#### WHAT NEEDS TO BE DONE:
Write out every row below word for word, but leave out the pictures.

#### STORED DATA:
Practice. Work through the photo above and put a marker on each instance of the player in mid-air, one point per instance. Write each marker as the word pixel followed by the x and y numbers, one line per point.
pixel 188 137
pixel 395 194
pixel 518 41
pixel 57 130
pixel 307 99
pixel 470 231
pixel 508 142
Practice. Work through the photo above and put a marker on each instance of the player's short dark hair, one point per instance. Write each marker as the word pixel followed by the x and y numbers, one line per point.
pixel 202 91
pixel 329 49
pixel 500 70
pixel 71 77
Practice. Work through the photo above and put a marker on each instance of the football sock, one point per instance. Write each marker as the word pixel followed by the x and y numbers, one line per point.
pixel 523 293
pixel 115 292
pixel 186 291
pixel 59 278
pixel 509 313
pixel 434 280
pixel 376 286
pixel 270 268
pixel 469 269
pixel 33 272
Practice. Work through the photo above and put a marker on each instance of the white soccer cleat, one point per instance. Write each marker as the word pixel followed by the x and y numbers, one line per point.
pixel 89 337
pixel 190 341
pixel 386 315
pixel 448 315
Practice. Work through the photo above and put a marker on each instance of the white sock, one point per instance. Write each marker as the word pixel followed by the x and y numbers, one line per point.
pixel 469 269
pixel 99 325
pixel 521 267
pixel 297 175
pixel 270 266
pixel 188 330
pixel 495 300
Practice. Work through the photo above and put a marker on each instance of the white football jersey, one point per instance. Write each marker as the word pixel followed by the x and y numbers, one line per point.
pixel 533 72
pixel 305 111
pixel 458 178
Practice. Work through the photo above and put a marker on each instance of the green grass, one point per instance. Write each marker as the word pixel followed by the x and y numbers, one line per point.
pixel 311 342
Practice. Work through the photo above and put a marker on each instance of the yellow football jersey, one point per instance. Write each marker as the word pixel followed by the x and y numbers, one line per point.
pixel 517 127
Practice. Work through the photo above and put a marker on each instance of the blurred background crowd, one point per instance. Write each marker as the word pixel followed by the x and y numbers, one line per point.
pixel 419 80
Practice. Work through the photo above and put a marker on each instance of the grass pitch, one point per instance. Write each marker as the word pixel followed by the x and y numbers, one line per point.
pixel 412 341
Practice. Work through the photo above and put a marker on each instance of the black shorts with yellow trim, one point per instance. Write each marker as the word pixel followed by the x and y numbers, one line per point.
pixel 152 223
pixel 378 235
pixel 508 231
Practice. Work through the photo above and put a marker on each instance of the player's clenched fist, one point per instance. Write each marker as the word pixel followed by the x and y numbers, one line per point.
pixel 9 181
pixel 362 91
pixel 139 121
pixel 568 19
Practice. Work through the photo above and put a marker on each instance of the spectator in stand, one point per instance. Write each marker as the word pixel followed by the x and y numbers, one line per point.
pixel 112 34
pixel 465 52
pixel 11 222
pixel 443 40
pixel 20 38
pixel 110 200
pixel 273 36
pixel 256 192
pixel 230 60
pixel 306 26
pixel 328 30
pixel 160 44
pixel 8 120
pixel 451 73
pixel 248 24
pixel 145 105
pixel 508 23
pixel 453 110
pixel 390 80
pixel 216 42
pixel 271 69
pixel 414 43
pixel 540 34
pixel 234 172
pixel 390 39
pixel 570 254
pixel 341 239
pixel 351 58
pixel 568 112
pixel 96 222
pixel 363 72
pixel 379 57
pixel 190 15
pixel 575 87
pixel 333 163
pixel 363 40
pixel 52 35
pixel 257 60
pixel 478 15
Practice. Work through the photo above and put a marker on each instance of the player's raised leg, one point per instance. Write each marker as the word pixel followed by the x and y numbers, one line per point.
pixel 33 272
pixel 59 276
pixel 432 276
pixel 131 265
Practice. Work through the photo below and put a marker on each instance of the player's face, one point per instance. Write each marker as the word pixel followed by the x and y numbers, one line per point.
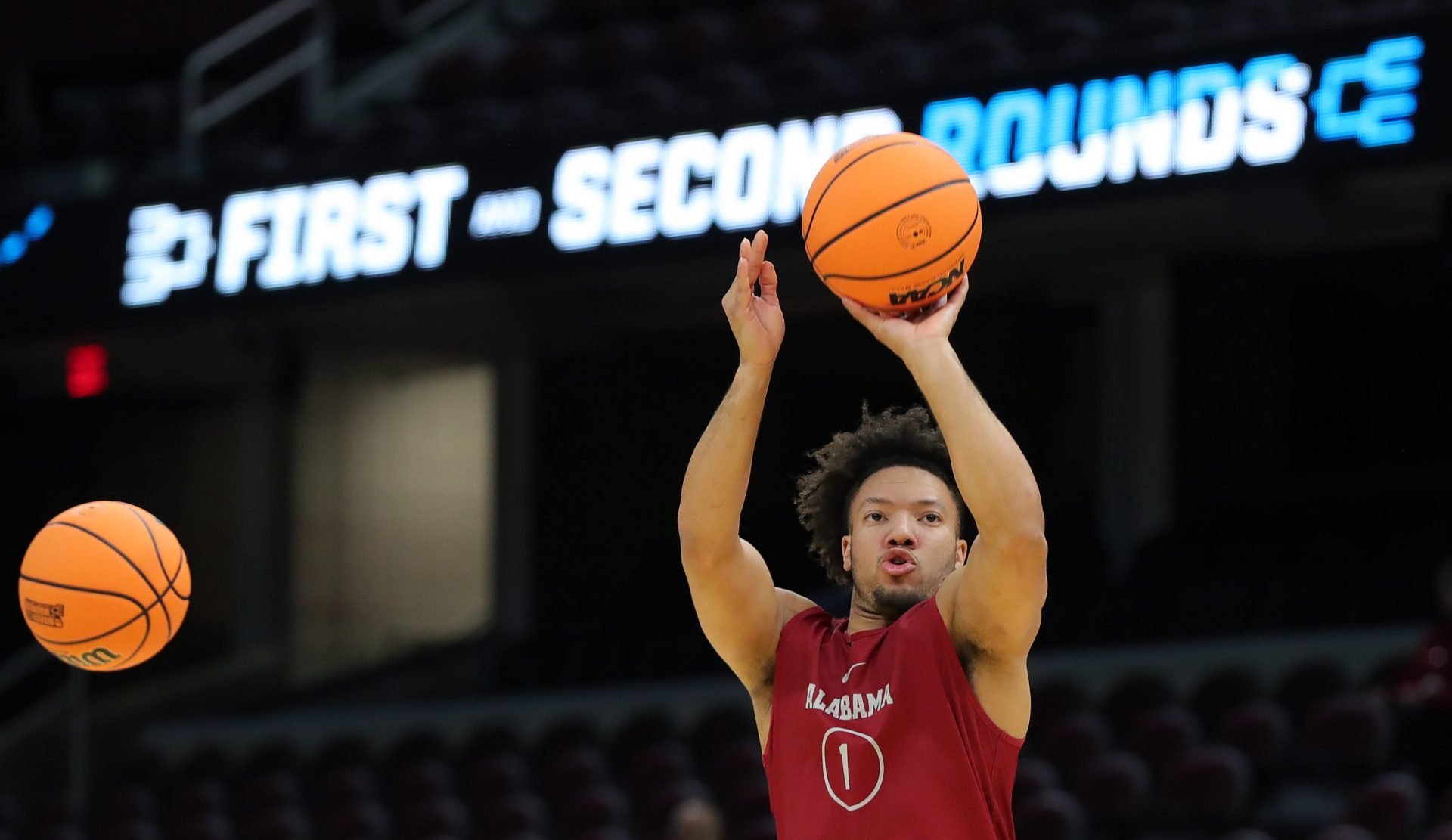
pixel 902 540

#### TASK ANSWER:
Practice. Work through the photo above and put a marker on each instance of the player in mid-air, one point per instance. Write each marker as the word pixel followed by the x and y numbers, one line per point.
pixel 188 137
pixel 395 194
pixel 518 41
pixel 57 130
pixel 307 99
pixel 470 231
pixel 508 142
Practice. Work through the photo above and put a marker on each instance of the player's short dark hair, one point per instance. Write each marker as the word pixel followed by the x and y numbers, one line per point.
pixel 202 91
pixel 329 49
pixel 500 70
pixel 71 77
Practice. Work through the photo above and put a marker on each instance of the football sock, one point per instance. Write each marker as the word pixel followed by the x and y numbers, one line per point.
pixel 523 293
pixel 115 292
pixel 186 291
pixel 59 278
pixel 509 313
pixel 434 280
pixel 376 286
pixel 270 268
pixel 469 269
pixel 33 272
Practice. Work through the photo above and put a marker on each instance of the white soccer cleat, one point per instance. Write each marker as the word pixel followed by the x and y numbers, one line per point.
pixel 89 337
pixel 190 341
pixel 386 315
pixel 448 315
Practice. Work through the photo above and put a marker on each instance of the white sock, one point per instance. Write each marker as the word pixel followed by the x and y numbers, one line per point.
pixel 469 269
pixel 99 325
pixel 521 267
pixel 297 175
pixel 270 266
pixel 188 330
pixel 495 300
Practice. Work through the photo above and put a marker on each instance of the white football jersey, one point per instance. Write each marker as the word pixel followed by the x and y numbers, one line per point.
pixel 533 72
pixel 305 111
pixel 458 178
Practice. Work through the photo above and put a marker on each instance of the green grass, one point per instance. Write each marker as the word pixel followed by the x and y numbers, one line per point.
pixel 311 342
Practice. Work through the photo above and put a marker on each instance of the yellow football jersey, one point per instance. Write each marker as the word pixel followed by the x and y numbers, one line per point.
pixel 517 127
Practice. Work through the photo above and put a marker on each instance of the blurred background crowd, one point per instance. Write each marker as the word pixel followed by the x and y numbers, one line per point.
pixel 419 80
Practice. Work through the photo above and put a marker on each instance of the grass pitch, one point per instance. Write each marker as the word pixel followed by the x and y numbers, one line per point.
pixel 412 341
Practice. Work through the photo above and put a marker on each instance of the black shorts with yellow trim, one point per instance. Write each marker as the word pixel followed by the x and y numbers, one line per point.
pixel 152 223
pixel 378 235
pixel 508 231
Practice. Work through the photo above and put a marker on each instance of the player's clenched fist, one point per instance. Write each marker as the word pixel followed by the x and y numbers, one line per point.
pixel 9 181
pixel 362 91
pixel 139 121
pixel 568 19
Practice. Work through the photo above and put a marker on each instance of the spectator in stand, one point per instance. Write each marker as the word pixel followed by the x and y numbers, one line per point.
pixel 112 34
pixel 465 52
pixel 11 222
pixel 443 40
pixel 20 38
pixel 110 200
pixel 273 36
pixel 256 192
pixel 230 60
pixel 306 26
pixel 328 30
pixel 160 44
pixel 8 120
pixel 451 73
pixel 248 24
pixel 145 105
pixel 508 23
pixel 453 110
pixel 390 80
pixel 216 42
pixel 271 69
pixel 414 43
pixel 540 34
pixel 234 172
pixel 390 39
pixel 570 254
pixel 341 239
pixel 351 58
pixel 568 112
pixel 96 222
pixel 363 72
pixel 379 57
pixel 190 15
pixel 575 87
pixel 333 163
pixel 363 40
pixel 52 35
pixel 257 60
pixel 478 15
Practice. Work through the photo above and put a marker on each instance of the player's raised leg, one point per instance. Write each marker as the word pixel followed by the x and y numbers, one line per point.
pixel 33 272
pixel 59 276
pixel 432 276
pixel 131 265
Practice. Work through the photo below and put a marker on each instance of the player's face, one point per instance. Write each marker as the word pixel followed by the x and y numbers, one line per point.
pixel 902 540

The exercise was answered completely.